§ WHAT YOU SHOULD DO
A complete, exact retyping of the data below is required.

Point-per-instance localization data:
= = = = =
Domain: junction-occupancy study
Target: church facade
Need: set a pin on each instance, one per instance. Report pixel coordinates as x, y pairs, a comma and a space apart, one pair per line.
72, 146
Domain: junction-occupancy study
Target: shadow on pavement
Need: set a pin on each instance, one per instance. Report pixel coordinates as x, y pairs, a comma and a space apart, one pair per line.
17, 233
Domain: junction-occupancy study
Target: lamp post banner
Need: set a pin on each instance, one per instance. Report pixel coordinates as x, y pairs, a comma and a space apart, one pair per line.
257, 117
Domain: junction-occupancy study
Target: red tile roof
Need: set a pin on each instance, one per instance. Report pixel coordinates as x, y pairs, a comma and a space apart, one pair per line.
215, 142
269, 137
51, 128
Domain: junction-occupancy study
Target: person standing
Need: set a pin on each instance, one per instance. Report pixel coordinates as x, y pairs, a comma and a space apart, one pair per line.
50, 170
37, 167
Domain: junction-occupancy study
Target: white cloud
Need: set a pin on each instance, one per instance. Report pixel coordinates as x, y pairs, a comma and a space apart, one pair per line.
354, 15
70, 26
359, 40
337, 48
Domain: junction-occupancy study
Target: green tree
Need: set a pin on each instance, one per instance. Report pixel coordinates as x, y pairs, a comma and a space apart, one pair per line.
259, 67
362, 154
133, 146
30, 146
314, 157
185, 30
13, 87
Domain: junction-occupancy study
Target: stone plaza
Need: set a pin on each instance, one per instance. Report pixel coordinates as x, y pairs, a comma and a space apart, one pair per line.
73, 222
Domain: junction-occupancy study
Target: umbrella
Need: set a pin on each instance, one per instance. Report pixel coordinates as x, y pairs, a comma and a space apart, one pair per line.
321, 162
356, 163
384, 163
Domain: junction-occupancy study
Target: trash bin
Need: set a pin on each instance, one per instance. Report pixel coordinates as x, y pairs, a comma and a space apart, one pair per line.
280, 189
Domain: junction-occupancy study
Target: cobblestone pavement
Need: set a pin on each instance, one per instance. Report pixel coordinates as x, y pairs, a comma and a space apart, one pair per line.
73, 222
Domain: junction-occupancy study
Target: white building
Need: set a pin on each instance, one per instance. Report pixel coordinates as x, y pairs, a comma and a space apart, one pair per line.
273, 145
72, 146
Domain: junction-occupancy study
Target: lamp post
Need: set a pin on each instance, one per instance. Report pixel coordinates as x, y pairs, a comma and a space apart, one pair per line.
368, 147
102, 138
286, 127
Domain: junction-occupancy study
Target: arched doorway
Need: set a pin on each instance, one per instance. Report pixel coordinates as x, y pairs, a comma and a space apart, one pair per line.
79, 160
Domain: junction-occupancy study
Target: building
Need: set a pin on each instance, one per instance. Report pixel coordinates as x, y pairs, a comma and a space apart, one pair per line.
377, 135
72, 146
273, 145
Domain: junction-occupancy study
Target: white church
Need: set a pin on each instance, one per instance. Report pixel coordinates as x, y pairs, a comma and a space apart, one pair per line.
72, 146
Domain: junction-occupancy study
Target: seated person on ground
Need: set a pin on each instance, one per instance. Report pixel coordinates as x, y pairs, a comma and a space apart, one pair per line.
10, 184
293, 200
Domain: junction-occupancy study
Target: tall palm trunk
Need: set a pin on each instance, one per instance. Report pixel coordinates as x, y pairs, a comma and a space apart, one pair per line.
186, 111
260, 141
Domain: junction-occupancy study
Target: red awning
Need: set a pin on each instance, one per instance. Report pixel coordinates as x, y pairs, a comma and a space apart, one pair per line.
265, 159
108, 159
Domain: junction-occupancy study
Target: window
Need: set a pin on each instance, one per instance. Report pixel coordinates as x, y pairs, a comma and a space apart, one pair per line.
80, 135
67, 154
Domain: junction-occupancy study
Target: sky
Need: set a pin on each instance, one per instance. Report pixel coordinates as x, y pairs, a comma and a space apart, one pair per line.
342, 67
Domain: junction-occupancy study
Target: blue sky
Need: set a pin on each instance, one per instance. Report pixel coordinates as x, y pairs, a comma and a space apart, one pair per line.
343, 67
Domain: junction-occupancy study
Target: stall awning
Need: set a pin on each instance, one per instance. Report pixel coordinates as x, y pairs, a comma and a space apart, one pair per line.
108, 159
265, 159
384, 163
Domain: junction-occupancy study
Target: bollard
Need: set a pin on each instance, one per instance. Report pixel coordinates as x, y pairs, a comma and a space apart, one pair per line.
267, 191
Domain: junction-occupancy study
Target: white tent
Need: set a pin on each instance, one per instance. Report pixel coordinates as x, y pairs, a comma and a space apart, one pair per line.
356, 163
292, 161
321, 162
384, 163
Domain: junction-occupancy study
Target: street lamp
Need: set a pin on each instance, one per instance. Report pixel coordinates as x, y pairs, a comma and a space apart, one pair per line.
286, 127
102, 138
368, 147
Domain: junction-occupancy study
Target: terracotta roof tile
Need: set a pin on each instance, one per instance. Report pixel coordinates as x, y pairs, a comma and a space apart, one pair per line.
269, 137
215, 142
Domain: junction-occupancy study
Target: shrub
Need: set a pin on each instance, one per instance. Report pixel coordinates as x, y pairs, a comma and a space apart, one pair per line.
= = = = =
§ ANSWER TO THIS EXERCISE
Domain: junction-occupancy study
Target: church facade
Need: set a pin on each instance, one per instance. Report pixel coordinates as x, y pairs, a comma and a space apart, one pair per line.
72, 146
Domain: junction-occupancy study
Target: shadow on pavement
Need: set a pin on each instance, one per instance. Report pixel coordinates as x, y pairs, a comma and a space apart, one pair per line.
17, 233
Domain: junction-occupancy study
Target: lamp post banner
Need: set a pin on each instance, one per instance. Report pixel coordinates as x, y pairs, a comma and a space apart, one pair per line.
257, 117
Domain: junction-occupancy study
Target: red tile roof
Need: set a pin on each instance, one per instance. Report pixel coordinates as x, y pairs, a comma and a space apart, one pair per line.
215, 142
269, 137
51, 128
Domain: junction-occupancy study
Target: person standing
Need: set a pin on each instance, one per instance. Report pixel coordinates as x, y pairs, a comma and a space apart, one pair per line.
50, 170
37, 167
Domain: junction-occupancy study
Target: white cloud
Need: set a pin on each instance, one per instance. Report pixel coordinates as x, y pairs, a comma and a space apart, one pair per line.
354, 15
70, 26
359, 40
337, 48
Domain: junction-occupancy study
Target: green tree
Need: set a pin on each instance, one per instance. Report pixel coordinates as x, y pairs, a comma and a space apart, one pair per line.
259, 67
362, 154
133, 146
30, 146
314, 157
185, 30
13, 87
Domain: junction-occupancy study
Target: stone plaza
Need: set a pin on each instance, one per instance. Report pixel coordinates as x, y pairs, a comma and a space apart, one pair per line.
73, 222
Domain: junction-occupancy study
Target: umbrella
Need: set a pin on each instance, one per instance. Report pixel coordinates as x, y pairs, a comma and a space apart, one pair per line.
321, 162
356, 163
384, 163
Domain: junction-occupancy study
Target: trash bin
Need: set a pin on each instance, one per instance. Report pixel coordinates as x, y pairs, a comma and a space apart, one pair per line.
280, 189
Domain: junction-occupancy study
Target: cobblestone pavement
Need: set a pin on each instance, one per instance. Report pixel coordinates as x, y pairs, a comma and a space apart, one pair per line.
73, 222
Domain: junction-occupancy study
Target: white building
Need: set a pin on each instance, one per instance. Report pixel coordinates as x, y pairs, a comma and a space apart, one pair per line.
273, 145
72, 146
Domain: junction-occupancy study
Target: lamp post
Need: set a pin on each instance, one per instance. Report pixel coordinates as x, y pairs, a comma and a space apart, one pair per line.
368, 147
102, 138
286, 127
Domain: junction-occupancy study
Target: arched doorway
Need: set a pin on each instance, one per instance. Report pixel coordinates as x, y pairs, a comma and a space apart, one pair per line.
79, 160
Domain: junction-occupancy study
Target: building
Need: set a pin on each instance, one per instance. Report pixel coordinates as x, y pairs, a comma and a space apart, one pair per line.
377, 135
72, 146
273, 145
Domain: junction-occupancy study
Target: white church
Need: set a pin on each instance, one per instance. Report pixel coordinates as x, y pairs, a comma and a space apart, one pair per line.
72, 146
Domain: junction-occupancy study
Target: seated person on ground
Need: set a pin on each instance, one per instance. Report pixel coordinates as x, y pairs, a comma and a space apart, one pair per line.
10, 184
293, 200
Domain: junction-occupancy study
Target: tall palm trunk
Need: set a pin on each instance, one per instance. Report pixel coordinates as x, y pairs, a comma and a space apart, one pair per line.
186, 111
260, 141
Domain: junction-occupancy study
Target: red awning
Need: set a pin on each instance, one per instance. Report pixel coordinates as x, y pairs, a comma and a space apart, one pair per line.
265, 159
108, 159
Domain: junction-occupancy study
Target: window
Need: set a pin on each instance, one per instance. Report pixel coordinates as x, y pairs, a comma and a space apart, one pair per line.
80, 135
67, 154
Domain: junction-occupancy study
Target: sky
Need: set a pin on each instance, one per instance. Report pixel coordinates as x, y pairs, a comma and a space apart, one pair per line.
342, 67
Domain: junction-occupancy study
Target: blue sky
Need: set a pin on each instance, one per instance. Report pixel coordinates as x, y pairs, a comma and a space apart, one pair per line.
343, 67
Domain: junction-occupancy study
Target: stall awning
Need: set a pin on each instance, one per instance. Report pixel coordinates as x, y pairs, a comma and a space apart, one pair per line.
108, 159
265, 159
384, 163
Domain: junction-occupancy study
Target: bollard
Need: set a pin on each instance, one per instance. Report pixel coordinates as x, y pairs, a comma and a space apart, one pair per line.
267, 191
Domain: junction-occupancy study
Target: white tent
Need: set a pin on each instance, one per instance. Report pixel coordinates as x, y pairs, a comma and a space apart, one pair per line.
356, 163
292, 161
321, 162
384, 163
Domain: junction-occupancy study
Target: street lamp
Need: set a pin on each instance, one per instance. Report pixel coordinates as x, y pairs, a comma and a space apart, one pair per line.
286, 127
102, 138
368, 147
Domain: junction-occupancy study
Target: terracotta roof tile
Need: set a pin on each instance, one per instance. Report pixel coordinates as x, y pairs, a comma and a space apart, one pair per line.
269, 137
215, 142
Domain: junction-occupancy study
Target: shrub
Need: set a pin on each instance, one per instance. Report pixel coordinates as x, y pairs, a comma and a space apart, one pair per line.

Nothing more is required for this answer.